- _Given information_
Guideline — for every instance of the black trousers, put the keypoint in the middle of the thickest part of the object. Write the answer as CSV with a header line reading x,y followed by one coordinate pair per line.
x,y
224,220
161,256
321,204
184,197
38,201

- _Task details_
Output each line of the listing above as a numbered list and omit any blank lines.

- _Output of the exercise_
1. Guideline — for every instance of the black trousers, put the keypoint in the middle of the thickest part of the object. Write the answer as CSV with a header line reading x,y followed by one coordinate pair per line.
2. x,y
3. 224,220
4. 161,256
5. 321,204
6. 184,197
7. 38,201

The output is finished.